• _EXERCISE MATERIAL_:
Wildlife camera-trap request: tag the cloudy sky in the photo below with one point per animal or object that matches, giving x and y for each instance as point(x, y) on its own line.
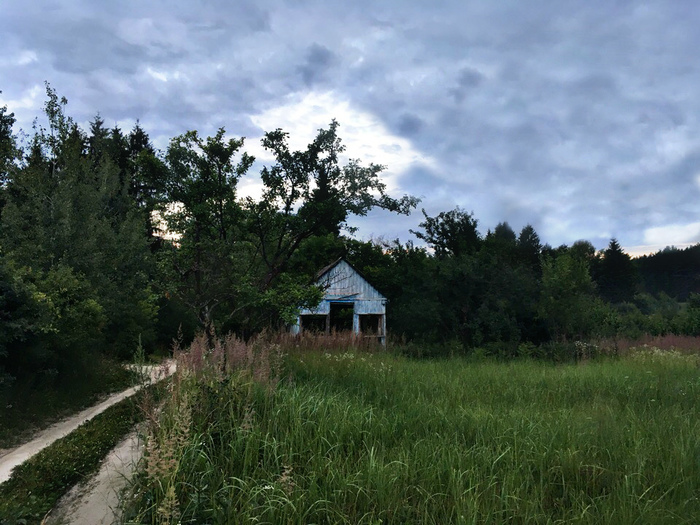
point(581, 118)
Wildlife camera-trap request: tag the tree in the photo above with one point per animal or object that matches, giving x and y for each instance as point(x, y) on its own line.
point(8, 149)
point(209, 264)
point(618, 278)
point(69, 220)
point(567, 301)
point(451, 233)
point(323, 192)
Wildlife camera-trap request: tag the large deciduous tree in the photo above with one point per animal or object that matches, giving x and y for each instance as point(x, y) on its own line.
point(209, 259)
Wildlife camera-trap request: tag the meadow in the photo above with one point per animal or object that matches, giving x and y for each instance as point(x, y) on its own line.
point(260, 433)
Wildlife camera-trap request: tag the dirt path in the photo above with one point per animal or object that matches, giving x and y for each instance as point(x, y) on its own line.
point(96, 501)
point(44, 438)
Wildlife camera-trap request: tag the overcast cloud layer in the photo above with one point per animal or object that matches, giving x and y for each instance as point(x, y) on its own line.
point(580, 118)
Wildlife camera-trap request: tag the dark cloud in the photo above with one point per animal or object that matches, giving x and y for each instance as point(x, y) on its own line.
point(580, 118)
point(318, 60)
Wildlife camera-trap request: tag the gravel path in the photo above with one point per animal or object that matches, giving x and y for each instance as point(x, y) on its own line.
point(96, 502)
point(44, 438)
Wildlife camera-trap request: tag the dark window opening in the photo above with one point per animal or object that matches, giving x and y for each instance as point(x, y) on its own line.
point(371, 324)
point(341, 316)
point(313, 323)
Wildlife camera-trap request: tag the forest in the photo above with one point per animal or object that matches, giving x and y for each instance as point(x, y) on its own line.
point(87, 270)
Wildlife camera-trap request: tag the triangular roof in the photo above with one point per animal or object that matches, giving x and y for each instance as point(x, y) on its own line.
point(325, 270)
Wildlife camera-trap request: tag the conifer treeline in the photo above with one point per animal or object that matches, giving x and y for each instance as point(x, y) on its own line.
point(84, 270)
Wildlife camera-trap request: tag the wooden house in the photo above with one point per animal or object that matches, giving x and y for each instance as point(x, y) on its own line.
point(350, 302)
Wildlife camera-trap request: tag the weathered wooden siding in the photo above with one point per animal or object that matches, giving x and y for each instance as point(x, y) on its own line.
point(343, 284)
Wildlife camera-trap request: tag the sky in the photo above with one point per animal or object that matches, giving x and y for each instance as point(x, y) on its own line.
point(581, 118)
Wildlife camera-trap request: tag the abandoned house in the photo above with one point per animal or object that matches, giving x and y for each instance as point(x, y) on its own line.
point(349, 303)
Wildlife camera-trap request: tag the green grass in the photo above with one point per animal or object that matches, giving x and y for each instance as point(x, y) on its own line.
point(37, 484)
point(361, 438)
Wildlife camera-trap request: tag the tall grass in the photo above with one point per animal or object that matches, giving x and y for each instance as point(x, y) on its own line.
point(360, 437)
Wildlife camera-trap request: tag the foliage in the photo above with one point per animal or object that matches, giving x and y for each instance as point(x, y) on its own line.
point(37, 484)
point(367, 438)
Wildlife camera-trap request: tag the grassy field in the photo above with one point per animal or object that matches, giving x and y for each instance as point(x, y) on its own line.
point(353, 438)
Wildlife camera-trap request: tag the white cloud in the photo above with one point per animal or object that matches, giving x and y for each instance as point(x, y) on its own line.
point(673, 234)
point(363, 134)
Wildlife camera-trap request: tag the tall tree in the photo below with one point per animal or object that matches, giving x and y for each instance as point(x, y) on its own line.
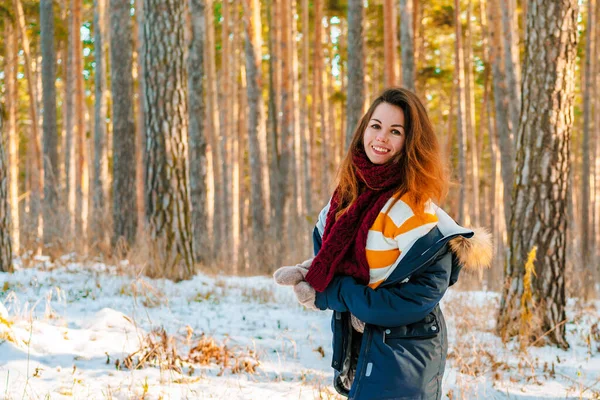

• _YOUR TASK_: Any pictures above are to be left out. Retype the rest of the records exactly.

• _EXERCISE ANSWER_:
Wildlife camera-trap request: tag the cloudy sky in the photo below with one point per animal or object that matches, giving x and y for each instance as point(x, y) on its own line.
point(581, 118)
Wildlife camera-trap request: tag the tree in the photo above with one point per animal or object that matches, giving x and y for each instance as point(x, y) on its own line.
point(8, 149)
point(209, 264)
point(618, 278)
point(69, 220)
point(567, 301)
point(451, 233)
point(323, 192)
Wildlife camera-trap request: tag the large deciduous tree in the photo above with one point per animal or object that matches, giving x and y for each instance as point(x, y) on its own line.
point(209, 259)
Wildlife camera-trap request: tag the meadow in the photo above with one point per animal or object that matches, giving x and y for each instance as point(x, y) on its own line.
point(260, 433)
Wildlife camera-trap request: tag the dirt path in the photo above with one point per animal or object that matches, giving x and y for each instance as point(x, y) on its own line.
point(96, 501)
point(44, 438)
Wildlife camera-trap request: tag the overcast cloud layer in the photo above with one point per animal or object that matches, giving x and y for each instance as point(x, y) on its own line.
point(580, 118)
Wildlife camera-trap request: tag the dark cloud in the photo above with one point per animal or object that matches, giving x and y for each instance as point(x, y) on its own line.
point(580, 118)
point(318, 60)
Wildlife camera-trap request: tag the gravel path in the photo above with one point per animal or object that matches, giving x and y for each instance as point(x, y) on its own line.
point(96, 502)
point(44, 438)
Wildlife camera-trap request: tag the dark window opening in the photo above with one point per animal or object that matches, giving x and y for each instance as point(x, y) on its own line.
point(371, 324)
point(341, 316)
point(313, 323)
Wildlife camera-trap request: tag the forest in the photo above with one point per animal or object that matches, giving x and y for each instance as point(x, y) on its own line.
point(87, 270)
Wildlife camera-trap request: tag the triangular roof in the photo above with one point per animal or object that matches, giving x and y for each instance as point(x, y) on its own line.
point(325, 270)
Wildlife camera-trap request: tag the conifer treeline in the photo above with one point per animal or object that matches, giving x and y for each instance as point(x, y) on its own line.
point(84, 270)
Wildlife camera-trap request: tag the wooden house in the photo above with one point per animal or object that matches, giving x and y for each instance as point(x, y) on its own line.
point(350, 302)
Wildlife camera-trap request: tag the weathered wooden siding in the photo above with one point per animal or object that matches, giving x and y for each instance as point(x, y) on its own line.
point(343, 284)
Wildlife camera-trap request: tag the sky in the photo above with one point per animal or object that matches, giving x and y for each instance as point(x, y) on its own line.
point(581, 118)
Wildlife camera-trap request: tag the abandoned house in the photo above with one point per animal or object that matches, giving x and y for each instance as point(x, y) on its own line.
point(349, 303)
Wildlife camera-trap request: tag the green grass in the photo above with one point per animal or object that matches, giving x and y for each instance as point(x, y) on its own line.
point(37, 484)
point(361, 438)
Wildlife camera-trap request: tag the tall grass in the photo above with one point per animal or object that matches, giving x and y for each instance as point(x, y) on its own line.
point(360, 437)
Wildlife camera-trap request: tag the foliage in the photo above with one point per animal or object that matches, giving x and y for each instance as point(x, y) on its own line.
point(37, 484)
point(367, 438)
Wildlife camera-trap request: tag the grassy field in the photo above with one point per animal or object that matches, giving x and y for each instance as point(x, y) on its own line.
point(353, 438)
Wildlife camera-trap request: tag the white cloud in the photo above with one point per animal or object that matches, giving x and y for each instance as point(x, y) on its own line.
point(673, 234)
point(363, 134)
Wildlife camera-trap request: tag the tall tree in the photo below with one point per animal or object that matches, giving x and y for each instance as point(x, y) on its own line.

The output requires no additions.